### ENTRIES
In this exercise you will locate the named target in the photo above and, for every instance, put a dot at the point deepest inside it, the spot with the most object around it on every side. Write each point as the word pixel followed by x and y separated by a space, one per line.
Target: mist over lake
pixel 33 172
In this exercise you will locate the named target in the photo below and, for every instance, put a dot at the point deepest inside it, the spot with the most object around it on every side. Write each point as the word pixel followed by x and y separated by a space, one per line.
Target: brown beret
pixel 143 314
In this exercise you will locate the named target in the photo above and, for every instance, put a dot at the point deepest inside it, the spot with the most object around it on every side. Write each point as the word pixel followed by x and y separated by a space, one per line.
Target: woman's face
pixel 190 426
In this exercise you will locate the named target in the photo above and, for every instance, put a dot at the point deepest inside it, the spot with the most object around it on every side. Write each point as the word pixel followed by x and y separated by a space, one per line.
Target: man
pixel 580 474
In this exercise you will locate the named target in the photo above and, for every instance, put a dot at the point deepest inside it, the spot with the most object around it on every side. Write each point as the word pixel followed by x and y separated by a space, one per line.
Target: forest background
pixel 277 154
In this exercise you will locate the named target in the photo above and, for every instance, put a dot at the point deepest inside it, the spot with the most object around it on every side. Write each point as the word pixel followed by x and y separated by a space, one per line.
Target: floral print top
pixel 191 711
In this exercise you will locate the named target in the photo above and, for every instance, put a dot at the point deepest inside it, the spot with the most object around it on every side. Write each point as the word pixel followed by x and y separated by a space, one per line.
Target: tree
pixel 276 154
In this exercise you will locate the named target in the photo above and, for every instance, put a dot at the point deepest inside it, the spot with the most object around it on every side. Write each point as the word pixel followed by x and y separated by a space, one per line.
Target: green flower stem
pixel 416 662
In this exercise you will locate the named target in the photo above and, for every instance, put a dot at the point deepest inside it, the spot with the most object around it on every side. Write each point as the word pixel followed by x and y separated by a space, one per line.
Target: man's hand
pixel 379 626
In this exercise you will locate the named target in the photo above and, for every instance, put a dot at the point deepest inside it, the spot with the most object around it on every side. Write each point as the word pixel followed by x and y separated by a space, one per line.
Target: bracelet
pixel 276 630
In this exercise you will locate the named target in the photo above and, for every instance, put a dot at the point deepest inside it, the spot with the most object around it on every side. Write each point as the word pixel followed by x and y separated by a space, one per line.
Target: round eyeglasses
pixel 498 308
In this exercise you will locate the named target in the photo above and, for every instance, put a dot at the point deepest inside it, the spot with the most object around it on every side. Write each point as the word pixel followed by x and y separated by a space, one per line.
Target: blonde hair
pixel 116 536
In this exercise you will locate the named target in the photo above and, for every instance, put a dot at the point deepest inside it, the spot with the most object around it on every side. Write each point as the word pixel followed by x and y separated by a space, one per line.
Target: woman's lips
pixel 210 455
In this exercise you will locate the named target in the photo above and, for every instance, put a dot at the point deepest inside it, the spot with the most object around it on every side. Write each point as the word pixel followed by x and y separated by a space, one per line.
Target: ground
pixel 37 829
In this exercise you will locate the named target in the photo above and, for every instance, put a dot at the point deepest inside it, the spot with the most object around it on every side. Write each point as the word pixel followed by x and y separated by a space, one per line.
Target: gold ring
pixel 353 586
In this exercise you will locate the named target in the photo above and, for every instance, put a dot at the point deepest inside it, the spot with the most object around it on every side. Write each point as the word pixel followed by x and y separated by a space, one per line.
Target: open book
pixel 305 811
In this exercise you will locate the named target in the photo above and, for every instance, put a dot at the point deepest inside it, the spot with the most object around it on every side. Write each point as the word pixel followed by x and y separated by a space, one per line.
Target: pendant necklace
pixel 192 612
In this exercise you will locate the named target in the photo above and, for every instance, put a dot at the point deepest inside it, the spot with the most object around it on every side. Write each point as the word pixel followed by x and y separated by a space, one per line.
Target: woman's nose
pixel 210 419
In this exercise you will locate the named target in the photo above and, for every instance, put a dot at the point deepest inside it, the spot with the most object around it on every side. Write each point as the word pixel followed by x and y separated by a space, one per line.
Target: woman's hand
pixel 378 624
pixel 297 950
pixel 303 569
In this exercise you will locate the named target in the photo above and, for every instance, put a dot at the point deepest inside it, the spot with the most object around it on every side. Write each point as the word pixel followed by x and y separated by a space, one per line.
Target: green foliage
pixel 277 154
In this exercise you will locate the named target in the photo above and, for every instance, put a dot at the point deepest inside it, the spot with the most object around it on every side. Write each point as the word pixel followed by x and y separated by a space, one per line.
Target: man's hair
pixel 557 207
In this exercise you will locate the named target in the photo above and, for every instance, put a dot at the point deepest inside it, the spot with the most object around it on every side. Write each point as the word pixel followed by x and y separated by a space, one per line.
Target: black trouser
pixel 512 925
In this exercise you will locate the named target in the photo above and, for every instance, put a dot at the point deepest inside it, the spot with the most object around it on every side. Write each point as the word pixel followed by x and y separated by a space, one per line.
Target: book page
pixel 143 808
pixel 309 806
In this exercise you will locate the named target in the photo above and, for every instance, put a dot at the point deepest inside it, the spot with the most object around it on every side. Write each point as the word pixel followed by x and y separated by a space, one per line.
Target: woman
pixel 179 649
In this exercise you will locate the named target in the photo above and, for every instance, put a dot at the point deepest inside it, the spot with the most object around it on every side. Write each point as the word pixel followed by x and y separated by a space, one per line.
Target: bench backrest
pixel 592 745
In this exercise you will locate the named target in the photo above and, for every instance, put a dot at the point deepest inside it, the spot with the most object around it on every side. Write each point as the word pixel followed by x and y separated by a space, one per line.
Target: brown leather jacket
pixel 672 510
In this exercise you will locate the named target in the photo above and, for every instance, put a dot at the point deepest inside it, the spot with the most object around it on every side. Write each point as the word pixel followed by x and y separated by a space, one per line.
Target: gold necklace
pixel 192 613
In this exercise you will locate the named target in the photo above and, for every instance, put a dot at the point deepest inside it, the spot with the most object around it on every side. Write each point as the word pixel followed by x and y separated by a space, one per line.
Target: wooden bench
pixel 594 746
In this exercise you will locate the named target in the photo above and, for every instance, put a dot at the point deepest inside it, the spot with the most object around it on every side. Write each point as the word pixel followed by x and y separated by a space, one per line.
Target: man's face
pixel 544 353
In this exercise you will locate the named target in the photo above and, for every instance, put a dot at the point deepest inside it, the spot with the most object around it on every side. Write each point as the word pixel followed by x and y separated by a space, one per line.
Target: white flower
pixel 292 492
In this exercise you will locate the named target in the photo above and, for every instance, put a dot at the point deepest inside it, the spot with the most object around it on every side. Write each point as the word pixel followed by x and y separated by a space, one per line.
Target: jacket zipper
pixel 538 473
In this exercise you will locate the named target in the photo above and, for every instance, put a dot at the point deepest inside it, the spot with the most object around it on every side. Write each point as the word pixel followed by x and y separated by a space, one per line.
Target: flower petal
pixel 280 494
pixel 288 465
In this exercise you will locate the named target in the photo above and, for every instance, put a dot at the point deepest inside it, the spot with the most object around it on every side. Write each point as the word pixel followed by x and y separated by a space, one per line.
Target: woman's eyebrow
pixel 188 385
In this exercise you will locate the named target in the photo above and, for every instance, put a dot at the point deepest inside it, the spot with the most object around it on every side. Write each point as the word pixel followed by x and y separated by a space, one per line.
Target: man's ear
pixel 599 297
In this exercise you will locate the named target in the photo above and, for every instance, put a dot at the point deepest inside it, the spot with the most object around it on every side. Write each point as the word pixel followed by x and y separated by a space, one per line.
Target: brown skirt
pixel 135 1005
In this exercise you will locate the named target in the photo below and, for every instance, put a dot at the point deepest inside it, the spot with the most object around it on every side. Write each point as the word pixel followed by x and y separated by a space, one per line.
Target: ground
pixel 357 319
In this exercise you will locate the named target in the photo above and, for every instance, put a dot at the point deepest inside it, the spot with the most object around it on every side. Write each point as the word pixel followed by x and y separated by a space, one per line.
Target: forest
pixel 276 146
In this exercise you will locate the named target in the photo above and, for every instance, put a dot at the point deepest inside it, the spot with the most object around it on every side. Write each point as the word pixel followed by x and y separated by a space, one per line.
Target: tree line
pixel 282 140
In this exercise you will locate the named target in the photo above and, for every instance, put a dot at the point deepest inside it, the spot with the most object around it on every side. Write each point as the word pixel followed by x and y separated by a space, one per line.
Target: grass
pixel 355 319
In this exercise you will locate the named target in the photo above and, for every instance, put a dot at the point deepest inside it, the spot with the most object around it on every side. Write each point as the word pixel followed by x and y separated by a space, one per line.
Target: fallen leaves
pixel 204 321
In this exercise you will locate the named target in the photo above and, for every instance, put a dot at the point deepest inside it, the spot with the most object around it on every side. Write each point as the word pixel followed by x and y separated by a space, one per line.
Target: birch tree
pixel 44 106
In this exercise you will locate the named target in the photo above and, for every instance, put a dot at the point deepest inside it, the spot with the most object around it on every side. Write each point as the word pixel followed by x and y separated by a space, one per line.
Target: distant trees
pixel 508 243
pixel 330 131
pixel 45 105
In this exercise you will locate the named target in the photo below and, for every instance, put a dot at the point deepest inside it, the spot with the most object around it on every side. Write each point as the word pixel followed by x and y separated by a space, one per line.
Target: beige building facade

### PROBLEM REQUIREMENTS
Return every line of the data above that contains the string "necklace". Matching is case-sensitive.

### THE COMPLETED TASK
Target: pendant necklace
Target: gold necklace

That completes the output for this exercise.